BEGIN Page extract

Visualising the Spread of Covid-19
Obtaining insights by visualising the pandemic spread
There is no doubt that Covid-19 has caused tremendous panic among the public. With social media constantly bombarding us with updates on the situation. Controversially, one of the good outcomes, was the rapid and ongoing cooperation between countries and organisations to share as much data as possible early on, to allow for a timely response by countries not yet affected by the virus.
This post was therefore inspired by the availability and ease of obtaining the necessary data. It is an attempt to understand how quickly the virus has spread among other insights. In this post, I will be explaining how I got the data and how it was pre-processed but I will also show several visualisations one can perform with the given data.
Follow the link to this repository where you will find the starting code.
To pre-process the data, I followed the instructions from this video. But to make things easier, I’ll explain the process here. Initially, I am reading the three dataset files in the data directory (which can be downloaded from here, we only use the time-series data), loading them into a dictionary holding pandas Dataframes. I then pre-process the data as shown below.
Here I first fill all the NaN values in Province/State with the country name from Country/Region, then I unpivot the data so that instead of having every day as a column we get it as a row instead and finally I change the Date Series to a date-time object.
Let us now move on to combining the three files into a single Dataframe.
The above code will initially merge the data from all the three files in the data directory. This performs an outer merge on the dataframes’ common columns, namely “Province/State”, “Country/Region” & “Date”. Further on, we create a copy of the whole dataset to keep the same data, however in the new dataframe we create a new column which holds the date of the next day, but named “Date-1”, for each day in our original dataframe and rename the columns “confirmed”, “deaths” and “recovered” by appending “-1” to the name.
In simple terms, a left merge between the original and the newly created dataframe will now match the Date with Date-1 bringing the previous day’s values along. In effect, for every day we offset the value for all case categories by one while holding those values in another column. I then subtract the values for every case category to get the new cases per day, and finally to provide a starting point for the new columns we simply provide the value of every category from the first recorded day.

END Page extract

▸ **What is being asked**:
Copy out the entire post on visualizing the spread of Covid-19 word for word. The listing comes from a separate source.

BEGIN Data

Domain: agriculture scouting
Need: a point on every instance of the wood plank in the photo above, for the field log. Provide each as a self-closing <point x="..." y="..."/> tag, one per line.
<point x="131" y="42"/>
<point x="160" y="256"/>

END Data

▸ **Response area**:
Visualising the Spread of Covid-19
Obtaining insights by visualising the pandemic spread
There is no doubt that Covid-19 has caused tremendous panic among the public. With social media constantly bombarding us with updates on the situation. Controversially, one of the good outcomes, was the rapid and ongoing cooperation between countries and organisations to share as much data as possible early on, to allow for a timely response by countries not yet affected by the virus.
This post was therefore inspired by the availability and ease of obtaining the necessary data. It is an attempt to understand how quickly the virus has spread among other insights. In this post, I will be explaining how I got the data and how it was pre-processed but I will also show several visualisations one can perform with the given data.
Follow the link to this repository where you will find the starting code.
To pre-process the data, I followed the instructions from this video. But to make things easier, I’ll explain the process here. Initially, I am reading the three dataset files in the data directory (which can be downloaded from here, we only use the time-series data), loading them into a dictionary holding pandas Dataframes. I then pre-process the data as shown below.
Here I first fill all the NaN values in Province/State with the country name from Country/Region, then I unpivot the data so that instead of having every day as a column we get it as a row instead and finally I change the Date Series to a date-time object.
Let us now move on to combining the three files into a single Dataframe.
The above code will initially merge the data from all the three files in the data directory. This performs an outer merge on the dataframes’ common columns, namely “Province/State”, “Country/Region” & “Date”. Further on, we create a copy of the whole dataset to keep the same data, however in the new dataframe we create a new column which holds the date of the next day, but named “Date-1”, for each day in our original dataframe and rename the columns “confirmed”, “deaths” and “recovered” by appending “-1” to the name.
In simple terms, a left merge between the original and the newly created dataframe will now match the Date with Date-1 bringing the previous day’s values along. In effect, for every day we offset the value for all case categories by one while holding those values in another column. I then subtract the values for every case category to get the new cases per day, and finally to provide a starting point for the new columns we simply provide the value of every category from the first recorded day.